*Cosa fare*.
Stampa i record riportati qui sotto, riga per riga, senza cambiare nulla.

════════════════════

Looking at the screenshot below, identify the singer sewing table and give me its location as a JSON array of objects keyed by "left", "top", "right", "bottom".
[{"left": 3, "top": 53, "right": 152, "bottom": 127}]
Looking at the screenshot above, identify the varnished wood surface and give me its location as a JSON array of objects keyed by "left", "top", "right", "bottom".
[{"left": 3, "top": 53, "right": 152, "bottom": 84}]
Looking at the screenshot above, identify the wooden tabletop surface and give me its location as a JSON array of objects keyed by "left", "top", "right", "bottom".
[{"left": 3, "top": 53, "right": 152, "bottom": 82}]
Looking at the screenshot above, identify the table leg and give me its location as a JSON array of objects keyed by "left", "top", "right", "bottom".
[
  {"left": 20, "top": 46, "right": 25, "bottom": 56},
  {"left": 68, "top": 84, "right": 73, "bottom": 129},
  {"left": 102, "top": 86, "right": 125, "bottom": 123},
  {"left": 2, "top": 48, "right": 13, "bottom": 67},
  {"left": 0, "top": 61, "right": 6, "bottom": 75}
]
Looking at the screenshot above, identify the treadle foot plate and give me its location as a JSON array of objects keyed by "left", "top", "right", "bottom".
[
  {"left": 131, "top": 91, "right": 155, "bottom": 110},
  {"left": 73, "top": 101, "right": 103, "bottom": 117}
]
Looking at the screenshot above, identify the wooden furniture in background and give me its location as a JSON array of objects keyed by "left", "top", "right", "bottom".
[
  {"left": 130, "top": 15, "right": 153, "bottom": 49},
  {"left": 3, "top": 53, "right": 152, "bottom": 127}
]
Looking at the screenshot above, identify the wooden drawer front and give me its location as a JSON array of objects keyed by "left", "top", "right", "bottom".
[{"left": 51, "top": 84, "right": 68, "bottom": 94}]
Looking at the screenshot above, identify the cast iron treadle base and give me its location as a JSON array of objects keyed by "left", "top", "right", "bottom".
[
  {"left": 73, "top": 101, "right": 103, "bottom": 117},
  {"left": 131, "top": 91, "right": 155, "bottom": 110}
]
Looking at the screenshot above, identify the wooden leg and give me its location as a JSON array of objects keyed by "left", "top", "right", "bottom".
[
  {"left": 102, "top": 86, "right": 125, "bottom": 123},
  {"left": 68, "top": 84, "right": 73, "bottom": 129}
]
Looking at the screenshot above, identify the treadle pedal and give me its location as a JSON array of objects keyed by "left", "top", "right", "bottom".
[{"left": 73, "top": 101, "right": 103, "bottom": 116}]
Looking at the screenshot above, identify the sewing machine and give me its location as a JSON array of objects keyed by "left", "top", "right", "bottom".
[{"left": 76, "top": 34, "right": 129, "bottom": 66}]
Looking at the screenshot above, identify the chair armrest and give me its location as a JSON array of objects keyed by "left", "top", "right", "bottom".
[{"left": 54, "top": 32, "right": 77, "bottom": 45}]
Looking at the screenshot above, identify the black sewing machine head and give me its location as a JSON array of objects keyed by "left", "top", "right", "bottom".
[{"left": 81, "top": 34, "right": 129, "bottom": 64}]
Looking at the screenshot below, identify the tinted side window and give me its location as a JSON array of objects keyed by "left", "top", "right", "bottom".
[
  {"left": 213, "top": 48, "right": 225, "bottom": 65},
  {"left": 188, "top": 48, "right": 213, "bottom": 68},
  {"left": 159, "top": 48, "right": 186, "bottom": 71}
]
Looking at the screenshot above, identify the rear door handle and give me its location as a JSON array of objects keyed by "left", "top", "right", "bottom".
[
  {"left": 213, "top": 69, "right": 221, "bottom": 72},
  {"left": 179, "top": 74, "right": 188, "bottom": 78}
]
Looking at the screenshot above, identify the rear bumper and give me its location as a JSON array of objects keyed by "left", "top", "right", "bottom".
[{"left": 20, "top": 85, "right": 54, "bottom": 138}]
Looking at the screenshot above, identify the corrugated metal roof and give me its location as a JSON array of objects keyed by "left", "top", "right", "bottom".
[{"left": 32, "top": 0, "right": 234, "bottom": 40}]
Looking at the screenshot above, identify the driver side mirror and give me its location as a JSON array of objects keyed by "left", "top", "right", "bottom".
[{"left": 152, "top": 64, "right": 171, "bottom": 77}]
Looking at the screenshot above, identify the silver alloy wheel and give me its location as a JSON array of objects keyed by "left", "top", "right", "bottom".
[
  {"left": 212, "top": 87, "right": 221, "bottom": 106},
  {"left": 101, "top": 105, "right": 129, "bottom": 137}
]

════════════════════

*Risultato*.
Looking at the screenshot below, identify the singer sewing table and give me its location as a JSON array of objects keyed by "left", "top", "right", "bottom".
[{"left": 3, "top": 53, "right": 152, "bottom": 127}]
Looking at the screenshot above, identify the varnished wood surface and give me its location as a JSON array of objects keyed by "left", "top", "right", "bottom".
[{"left": 3, "top": 53, "right": 152, "bottom": 84}]
Looking at the screenshot above, identify the wooden tabletop surface and give me its location as a JSON array of objects keyed by "left", "top", "right", "bottom".
[{"left": 3, "top": 53, "right": 152, "bottom": 82}]
Looking at the screenshot above, identify the table leg and give me its location as a JSON array of objects keyed by "left", "top", "right", "bottom".
[
  {"left": 20, "top": 46, "right": 25, "bottom": 56},
  {"left": 68, "top": 84, "right": 73, "bottom": 129},
  {"left": 102, "top": 86, "right": 125, "bottom": 123},
  {"left": 2, "top": 48, "right": 13, "bottom": 67},
  {"left": 0, "top": 61, "right": 6, "bottom": 75}
]
Looking at the screenshot above, identify the treadle foot plate and give me its location as a JSON array of objects keyed by "left", "top", "right", "bottom".
[
  {"left": 131, "top": 91, "right": 155, "bottom": 110},
  {"left": 73, "top": 101, "right": 103, "bottom": 117}
]
Looking at the screenshot above, identify the wooden furniture in background and give me its location as a JSON array of objects keyed by "left", "top", "right", "bottom".
[
  {"left": 130, "top": 15, "right": 153, "bottom": 49},
  {"left": 3, "top": 53, "right": 152, "bottom": 127}
]
Looking at the screenshot above, identify the wooden drawer front and give me its location as a JSON array of objects keyed by "left", "top", "right", "bottom".
[{"left": 51, "top": 84, "right": 68, "bottom": 94}]
Looking at the screenshot above, identify the cast iron treadle base and give me its location as a JSON array of objects keyed by "left", "top", "right", "bottom".
[
  {"left": 73, "top": 101, "right": 103, "bottom": 117},
  {"left": 131, "top": 91, "right": 155, "bottom": 110}
]
Looking at the screenshot above, identify the wooden leg and give me its location as a JSON array of objects keyed by "left", "top", "right", "bottom".
[
  {"left": 102, "top": 86, "right": 125, "bottom": 123},
  {"left": 68, "top": 84, "right": 73, "bottom": 129}
]
Looking at the screenshot above, identify the treadle pedal and give me its location as a JSON array of objects keyed by "left", "top", "right", "bottom".
[{"left": 73, "top": 101, "right": 103, "bottom": 116}]
Looking at the screenshot above, identify the sewing machine and give me its location as a JSON array of objects keyed by "left", "top", "right", "bottom".
[{"left": 76, "top": 34, "right": 129, "bottom": 66}]
Looking at the screenshot above, identify the chair armrest and give me its location as a JSON array of objects keyed by "left", "top", "right", "bottom".
[{"left": 54, "top": 32, "right": 77, "bottom": 45}]
Looking at the screenshot above, identify the black sewing machine head and give me its location as a JSON array of objects keyed by "left", "top", "right", "bottom".
[{"left": 81, "top": 34, "right": 129, "bottom": 64}]
Looking at the screenshot below, identify the tinted side window and give me its location as a JSON array of objects keyed by "left", "top", "right", "bottom".
[
  {"left": 213, "top": 48, "right": 225, "bottom": 65},
  {"left": 188, "top": 48, "right": 213, "bottom": 68},
  {"left": 159, "top": 48, "right": 186, "bottom": 71}
]
Looking at the screenshot above, identify the rear door handle and give me its location as a JSON array of objects keyed by "left", "top", "right", "bottom".
[
  {"left": 213, "top": 69, "right": 221, "bottom": 72},
  {"left": 179, "top": 74, "right": 188, "bottom": 78}
]
Looking at the screenshot above, identify the rear bumper and give me its location as a JSON array of objects keyed by "left", "top", "right", "bottom".
[{"left": 20, "top": 85, "right": 54, "bottom": 138}]
Looking at the screenshot above, identify the corrugated metal roof and give me its location as a JSON array of objects keyed by "left", "top", "right", "bottom".
[{"left": 32, "top": 0, "right": 234, "bottom": 40}]
Looking at the screenshot above, identify the driver side mirror and give me its location as a JSON array of objects keyed by "left", "top", "right", "bottom".
[{"left": 152, "top": 64, "right": 171, "bottom": 77}]
Looking at the screenshot above, identify the silver alloy wheel and give me its location as a JSON array of objects keyed by "left", "top", "right", "bottom".
[
  {"left": 212, "top": 87, "right": 221, "bottom": 106},
  {"left": 101, "top": 105, "right": 129, "bottom": 137}
]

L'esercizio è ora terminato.